- Task data -

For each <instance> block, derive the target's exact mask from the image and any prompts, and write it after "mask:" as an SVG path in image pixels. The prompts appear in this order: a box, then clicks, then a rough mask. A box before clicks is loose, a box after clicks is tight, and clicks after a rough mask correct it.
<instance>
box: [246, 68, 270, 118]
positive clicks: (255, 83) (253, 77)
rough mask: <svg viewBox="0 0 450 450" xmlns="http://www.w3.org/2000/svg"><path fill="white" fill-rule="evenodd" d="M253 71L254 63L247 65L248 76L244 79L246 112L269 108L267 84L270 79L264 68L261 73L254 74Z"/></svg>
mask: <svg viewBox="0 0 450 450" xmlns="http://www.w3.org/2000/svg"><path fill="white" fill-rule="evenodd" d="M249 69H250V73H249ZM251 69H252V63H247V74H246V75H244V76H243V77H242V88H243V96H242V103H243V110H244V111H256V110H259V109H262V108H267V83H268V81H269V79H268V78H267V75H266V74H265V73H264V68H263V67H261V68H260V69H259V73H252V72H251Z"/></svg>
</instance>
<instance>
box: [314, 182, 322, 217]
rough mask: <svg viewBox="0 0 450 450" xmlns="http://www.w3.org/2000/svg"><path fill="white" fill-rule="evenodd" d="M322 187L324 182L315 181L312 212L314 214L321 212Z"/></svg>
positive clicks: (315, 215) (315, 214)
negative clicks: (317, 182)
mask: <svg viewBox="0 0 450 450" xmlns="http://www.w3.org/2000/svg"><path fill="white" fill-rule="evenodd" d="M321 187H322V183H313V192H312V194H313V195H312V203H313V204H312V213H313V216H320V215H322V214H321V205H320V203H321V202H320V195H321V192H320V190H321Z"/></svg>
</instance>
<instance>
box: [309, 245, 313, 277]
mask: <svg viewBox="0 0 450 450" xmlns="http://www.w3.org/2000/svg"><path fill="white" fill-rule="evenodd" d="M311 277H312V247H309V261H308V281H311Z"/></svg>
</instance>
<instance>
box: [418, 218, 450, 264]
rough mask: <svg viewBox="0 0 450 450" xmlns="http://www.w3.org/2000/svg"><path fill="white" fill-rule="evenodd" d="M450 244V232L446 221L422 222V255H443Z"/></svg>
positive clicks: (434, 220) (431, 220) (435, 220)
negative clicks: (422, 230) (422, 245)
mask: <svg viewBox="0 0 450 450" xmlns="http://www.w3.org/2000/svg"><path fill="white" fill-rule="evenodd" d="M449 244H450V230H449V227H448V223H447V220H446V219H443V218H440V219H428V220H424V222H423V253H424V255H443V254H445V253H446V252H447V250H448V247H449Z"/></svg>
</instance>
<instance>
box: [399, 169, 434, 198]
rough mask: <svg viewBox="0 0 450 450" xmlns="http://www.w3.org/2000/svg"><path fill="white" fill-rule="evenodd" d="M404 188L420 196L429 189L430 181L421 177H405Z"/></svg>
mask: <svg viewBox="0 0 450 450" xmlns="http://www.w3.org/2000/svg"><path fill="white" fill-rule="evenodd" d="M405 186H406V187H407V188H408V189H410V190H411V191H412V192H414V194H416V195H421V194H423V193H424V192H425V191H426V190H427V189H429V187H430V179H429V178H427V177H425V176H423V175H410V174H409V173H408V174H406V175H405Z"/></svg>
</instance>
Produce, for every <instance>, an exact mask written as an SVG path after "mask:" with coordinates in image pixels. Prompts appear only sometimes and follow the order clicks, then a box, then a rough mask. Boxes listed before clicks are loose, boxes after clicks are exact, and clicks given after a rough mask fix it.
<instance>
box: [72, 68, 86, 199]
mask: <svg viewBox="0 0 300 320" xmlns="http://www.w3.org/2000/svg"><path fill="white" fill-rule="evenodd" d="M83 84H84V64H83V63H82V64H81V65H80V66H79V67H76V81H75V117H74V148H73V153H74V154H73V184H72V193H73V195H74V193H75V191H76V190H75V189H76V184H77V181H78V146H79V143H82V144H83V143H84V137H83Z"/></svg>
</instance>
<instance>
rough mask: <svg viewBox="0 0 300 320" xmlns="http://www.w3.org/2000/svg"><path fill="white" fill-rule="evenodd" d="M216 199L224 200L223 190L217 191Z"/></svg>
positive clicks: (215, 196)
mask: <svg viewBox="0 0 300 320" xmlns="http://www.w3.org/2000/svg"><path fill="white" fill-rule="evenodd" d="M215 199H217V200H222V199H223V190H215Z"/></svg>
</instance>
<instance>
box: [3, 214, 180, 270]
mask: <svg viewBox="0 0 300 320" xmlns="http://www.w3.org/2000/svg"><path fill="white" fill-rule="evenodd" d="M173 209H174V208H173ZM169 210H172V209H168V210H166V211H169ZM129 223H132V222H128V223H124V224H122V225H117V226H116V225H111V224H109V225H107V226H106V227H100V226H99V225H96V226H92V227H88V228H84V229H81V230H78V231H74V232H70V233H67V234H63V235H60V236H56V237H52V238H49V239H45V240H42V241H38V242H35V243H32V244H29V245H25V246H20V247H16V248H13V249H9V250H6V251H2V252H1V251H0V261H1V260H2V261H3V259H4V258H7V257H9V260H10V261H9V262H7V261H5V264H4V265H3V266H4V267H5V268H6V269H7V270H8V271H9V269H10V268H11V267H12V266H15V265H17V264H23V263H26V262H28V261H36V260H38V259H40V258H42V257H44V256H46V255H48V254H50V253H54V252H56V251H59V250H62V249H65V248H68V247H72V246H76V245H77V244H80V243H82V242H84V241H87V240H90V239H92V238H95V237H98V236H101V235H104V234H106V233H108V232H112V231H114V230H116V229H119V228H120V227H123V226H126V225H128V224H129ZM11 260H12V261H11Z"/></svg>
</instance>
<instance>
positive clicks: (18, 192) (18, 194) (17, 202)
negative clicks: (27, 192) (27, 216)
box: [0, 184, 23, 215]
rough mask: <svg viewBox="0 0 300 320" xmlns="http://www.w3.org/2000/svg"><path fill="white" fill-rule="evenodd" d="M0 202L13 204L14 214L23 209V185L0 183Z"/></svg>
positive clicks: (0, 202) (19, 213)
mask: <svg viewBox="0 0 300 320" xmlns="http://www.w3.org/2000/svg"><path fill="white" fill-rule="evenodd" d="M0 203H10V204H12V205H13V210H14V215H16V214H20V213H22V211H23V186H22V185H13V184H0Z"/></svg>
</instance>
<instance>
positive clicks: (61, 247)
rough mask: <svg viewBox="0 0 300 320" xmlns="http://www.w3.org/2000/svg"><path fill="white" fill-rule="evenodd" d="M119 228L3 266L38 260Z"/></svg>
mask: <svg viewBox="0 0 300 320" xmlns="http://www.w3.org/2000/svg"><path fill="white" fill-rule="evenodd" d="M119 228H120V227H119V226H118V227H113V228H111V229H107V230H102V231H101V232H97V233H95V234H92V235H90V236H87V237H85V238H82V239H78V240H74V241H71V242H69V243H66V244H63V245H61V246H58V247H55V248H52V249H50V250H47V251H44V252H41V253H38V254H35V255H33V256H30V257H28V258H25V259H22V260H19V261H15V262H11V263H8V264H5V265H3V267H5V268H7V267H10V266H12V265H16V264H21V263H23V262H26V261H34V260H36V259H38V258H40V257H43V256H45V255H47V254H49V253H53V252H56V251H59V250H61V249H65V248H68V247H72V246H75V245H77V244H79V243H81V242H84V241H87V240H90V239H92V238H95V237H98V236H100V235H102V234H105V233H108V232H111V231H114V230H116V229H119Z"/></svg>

- What to do -
Word for word, output the lines of the data from its first line through the line where "box: [418, 218, 450, 264]" appears, and stop there.

- Answer to this problem -
For each <instance> block, derive the target's exact mask from the image and any prompts, and write it after "mask:" as an SVG path in image pixels. The prompts appear in this order: a box, then clicks, then a rough mask. A box before clicks is loose, a box after clicks is tight, and clicks after a rough mask correct it.
<instance>
box: [246, 68, 270, 118]
positive clicks: (255, 83) (253, 77)
rough mask: <svg viewBox="0 0 450 450" xmlns="http://www.w3.org/2000/svg"><path fill="white" fill-rule="evenodd" d="M253 71L254 63L247 65L248 76L244 79L246 112L269 108L267 84L270 79L264 68L261 73L254 74Z"/></svg>
mask: <svg viewBox="0 0 450 450" xmlns="http://www.w3.org/2000/svg"><path fill="white" fill-rule="evenodd" d="M249 69H250V73H249ZM251 69H252V63H247V74H246V75H244V76H243V77H242V88H243V96H242V103H243V110H244V111H256V110H259V109H262V108H267V83H268V81H269V79H268V78H267V75H266V74H265V73H264V68H263V67H261V68H260V69H259V73H252V72H251Z"/></svg>
</instance>
<instance>
box: [314, 182, 322, 217]
rough mask: <svg viewBox="0 0 450 450" xmlns="http://www.w3.org/2000/svg"><path fill="white" fill-rule="evenodd" d="M322 187L324 182L315 181L312 212L314 214L321 212Z"/></svg>
positive clicks: (315, 215) (315, 214)
negative clicks: (317, 182)
mask: <svg viewBox="0 0 450 450" xmlns="http://www.w3.org/2000/svg"><path fill="white" fill-rule="evenodd" d="M321 187H322V183H313V192H312V194H313V195H312V203H313V204H312V213H313V216H320V215H322V214H321V205H320V203H321V202H320V195H321V192H320V190H321Z"/></svg>
</instance>
<instance>
box: [309, 245, 313, 277]
mask: <svg viewBox="0 0 450 450" xmlns="http://www.w3.org/2000/svg"><path fill="white" fill-rule="evenodd" d="M311 277H312V247H309V261H308V281H311Z"/></svg>
</instance>
<instance>
box: [418, 218, 450, 264]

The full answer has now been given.